### EXTRACTED MATERIAL
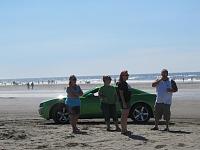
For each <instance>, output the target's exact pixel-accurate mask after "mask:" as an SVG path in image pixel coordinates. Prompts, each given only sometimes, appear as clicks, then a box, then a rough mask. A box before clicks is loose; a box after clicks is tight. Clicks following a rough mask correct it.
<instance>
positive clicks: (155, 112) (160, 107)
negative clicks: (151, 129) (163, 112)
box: [152, 103, 162, 130]
mask: <svg viewBox="0 0 200 150" xmlns="http://www.w3.org/2000/svg"><path fill="white" fill-rule="evenodd" d="M161 117H162V104H158V103H156V104H155V110H154V118H155V126H154V127H153V128H152V130H158V124H159V120H160V119H161Z"/></svg>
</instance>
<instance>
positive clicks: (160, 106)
mask: <svg viewBox="0 0 200 150" xmlns="http://www.w3.org/2000/svg"><path fill="white" fill-rule="evenodd" d="M170 107H171V105H170V104H163V103H156V104H155V118H157V119H162V116H163V118H164V120H167V121H169V120H170V116H171V112H170Z"/></svg>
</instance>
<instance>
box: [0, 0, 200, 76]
mask: <svg viewBox="0 0 200 150" xmlns="http://www.w3.org/2000/svg"><path fill="white" fill-rule="evenodd" d="M199 7H200V1H199V0H167V1H161V0H151V1H149V0H141V1H136V0H130V1H129V0H123V1H122V0H121V1H119V0H100V1H95V0H84V1H83V0H73V1H67V0H57V1H55V0H54V1H53V0H42V1H41V0H32V1H31V0H30V1H27V0H15V1H14V0H1V1H0V20H1V21H0V52H1V59H0V68H1V71H0V79H5V78H28V77H54V76H69V75H70V74H76V75H102V74H119V73H120V71H121V70H124V69H126V70H128V71H129V73H131V74H134V73H154V72H160V70H161V69H162V68H167V69H169V71H170V72H187V71H200V59H199V57H200V42H199V41H200V9H199Z"/></svg>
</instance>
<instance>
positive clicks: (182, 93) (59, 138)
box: [0, 83, 200, 150]
mask: <svg viewBox="0 0 200 150" xmlns="http://www.w3.org/2000/svg"><path fill="white" fill-rule="evenodd" d="M95 86H96V85H89V84H88V85H81V87H82V88H83V89H85V90H86V89H89V88H92V87H95ZM64 87H65V85H51V86H48V85H46V86H42V85H41V86H35V89H34V90H29V91H27V89H26V87H25V86H24V87H23V86H19V87H18V86H16V87H0V150H3V149H5V150H10V149H16V150H21V149H46V150H53V149H59V150H60V149H61V150H62V149H63V150H64V149H87V150H88V149H98V150H99V149H140V150H141V149H144V150H155V149H160V150H172V149H173V150H174V149H181V150H182V149H193V150H199V149H200V143H199V141H200V136H199V135H200V109H199V108H200V84H199V83H191V84H188V83H180V84H179V83H178V87H179V92H178V93H175V94H174V99H173V105H172V119H171V124H170V132H165V131H162V129H164V127H165V126H164V122H163V121H161V123H160V131H151V130H150V129H151V128H152V127H153V124H154V122H153V119H151V120H150V121H149V123H147V124H145V125H137V124H133V123H132V122H131V120H129V123H128V129H129V130H130V131H131V132H132V133H131V134H130V135H129V136H124V135H121V134H120V133H119V132H107V131H106V128H105V125H104V123H103V119H92V120H86V119H84V120H83V119H82V120H79V125H78V126H79V128H80V129H81V130H82V134H72V133H71V127H70V125H69V124H67V125H56V124H54V123H53V121H48V120H44V119H43V118H41V117H40V116H39V114H38V105H39V103H40V102H41V101H42V100H44V99H49V98H53V97H56V96H58V95H60V94H65V90H64ZM134 87H135V88H140V89H143V90H145V91H149V92H153V93H155V89H153V88H151V86H150V84H144V83H138V84H134ZM112 127H113V126H112Z"/></svg>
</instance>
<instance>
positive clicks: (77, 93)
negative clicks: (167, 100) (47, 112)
mask: <svg viewBox="0 0 200 150" xmlns="http://www.w3.org/2000/svg"><path fill="white" fill-rule="evenodd" d="M77 88H79V92H75V91H74V90H73V89H71V88H70V87H67V94H68V96H69V97H75V98H76V97H79V96H82V95H83V91H82V90H81V88H80V87H79V86H77Z"/></svg>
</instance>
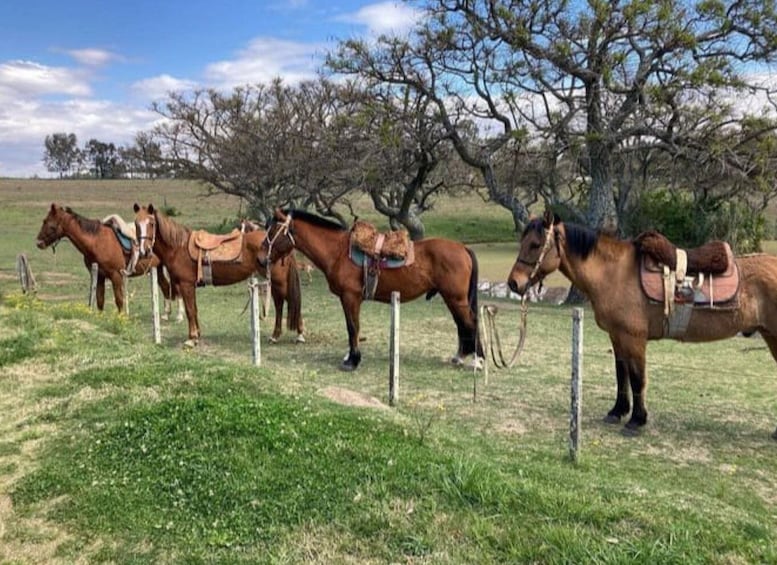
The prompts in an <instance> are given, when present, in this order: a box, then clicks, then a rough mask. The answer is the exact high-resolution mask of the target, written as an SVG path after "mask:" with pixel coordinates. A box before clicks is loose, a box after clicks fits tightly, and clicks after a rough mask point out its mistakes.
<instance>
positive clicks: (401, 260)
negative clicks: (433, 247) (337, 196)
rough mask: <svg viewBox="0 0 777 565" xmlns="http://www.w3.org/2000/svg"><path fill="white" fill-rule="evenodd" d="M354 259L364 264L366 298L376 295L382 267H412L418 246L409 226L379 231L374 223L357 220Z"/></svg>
mask: <svg viewBox="0 0 777 565" xmlns="http://www.w3.org/2000/svg"><path fill="white" fill-rule="evenodd" d="M349 247H350V257H351V260H352V261H353V262H354V263H356V264H357V265H359V266H360V267H363V268H364V289H363V290H362V296H363V297H364V298H365V299H366V300H372V299H373V298H374V297H375V290H376V289H377V288H378V278H379V277H380V271H381V269H396V268H399V267H408V266H410V265H412V264H413V263H414V262H415V250H414V246H413V242H412V241H411V240H410V236H409V234H408V233H407V231H405V230H390V231H388V232H382V233H381V232H378V230H377V229H376V228H375V226H373V225H372V224H370V223H368V222H365V221H363V220H356V221H355V222H354V223H353V226H352V227H351V244H350V246H349Z"/></svg>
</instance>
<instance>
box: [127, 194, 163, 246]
mask: <svg viewBox="0 0 777 565" xmlns="http://www.w3.org/2000/svg"><path fill="white" fill-rule="evenodd" d="M132 208H133V210H134V211H135V233H136V234H137V239H138V247H139V251H140V256H141V257H149V256H151V254H152V252H153V249H154V241H156V222H157V219H156V209H155V208H154V205H153V204H149V205H148V206H140V205H139V204H137V203H135V205H134V206H133V207H132Z"/></svg>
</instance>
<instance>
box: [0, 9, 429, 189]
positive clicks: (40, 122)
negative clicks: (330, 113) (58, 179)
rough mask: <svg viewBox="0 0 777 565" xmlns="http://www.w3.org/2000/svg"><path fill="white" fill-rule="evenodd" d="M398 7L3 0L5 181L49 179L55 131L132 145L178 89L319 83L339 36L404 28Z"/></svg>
mask: <svg viewBox="0 0 777 565" xmlns="http://www.w3.org/2000/svg"><path fill="white" fill-rule="evenodd" d="M416 17H417V14H416V12H415V11H414V10H413V9H412V7H411V6H410V5H407V4H403V3H401V1H400V0H397V1H394V0H387V1H385V2H380V1H378V2H370V1H367V0H254V1H250V0H243V1H241V0H129V1H127V2H116V1H107V0H105V1H98V0H71V1H64V0H6V1H5V2H3V5H2V8H0V177H7V176H14V177H27V176H32V175H35V174H37V175H39V176H51V174H50V173H48V172H46V170H45V168H44V167H43V164H42V161H41V159H42V157H43V140H44V138H45V137H46V135H49V134H52V133H56V132H64V133H75V134H76V136H78V142H79V146H83V144H84V143H85V142H86V141H88V140H89V139H91V138H93V137H94V138H97V139H99V140H101V141H105V142H114V143H116V144H128V143H131V142H132V140H133V138H134V136H135V134H136V133H137V132H138V131H141V130H147V129H149V128H150V127H151V125H152V124H153V122H154V120H155V119H157V118H158V116H157V115H156V114H154V113H153V112H151V111H150V110H149V107H150V105H151V103H152V101H154V100H159V99H164V98H165V93H166V92H168V91H170V90H188V89H192V88H198V87H215V88H220V89H225V90H229V89H231V88H233V87H234V86H238V85H242V84H247V83H256V82H267V81H269V80H271V79H273V78H274V77H276V76H281V77H283V78H284V79H285V80H287V81H288V82H296V81H299V80H301V79H304V78H307V77H311V76H313V74H314V72H315V70H316V68H317V67H318V66H320V63H321V61H322V57H323V53H324V52H325V51H326V49H328V48H332V47H334V46H335V45H336V43H337V40H338V39H345V38H349V37H369V36H373V35H376V34H379V33H383V32H401V31H402V30H405V29H407V28H408V27H409V26H410V25H412V23H413V21H414V19H415V18H416Z"/></svg>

### WORK REQUIRED
Look through the entries above, and wherever a line holds the word "pixel", copy it.

### SOLUTION TO THIS PROBLEM
For each <instance>, output the target's exact pixel-accurate mask after "mask:" as an SVG path in image pixel coordinates. Prompts, each given only sometimes, appear as clicks, then a box, then a rough mask. A box before clicks is loose; a box after clicks is tight. Clicks following a rough mask correct it.
The prompts in an <instance> are given, when present, in this order: a box, then clicks, then a rough mask. The answer is the exact high-resolution mask of the target, written as an SVG path after "mask:" with pixel coordinates. A box before clicks is loose, a box after clicks fits tightly, and clicks after a rough mask point out its mistakes.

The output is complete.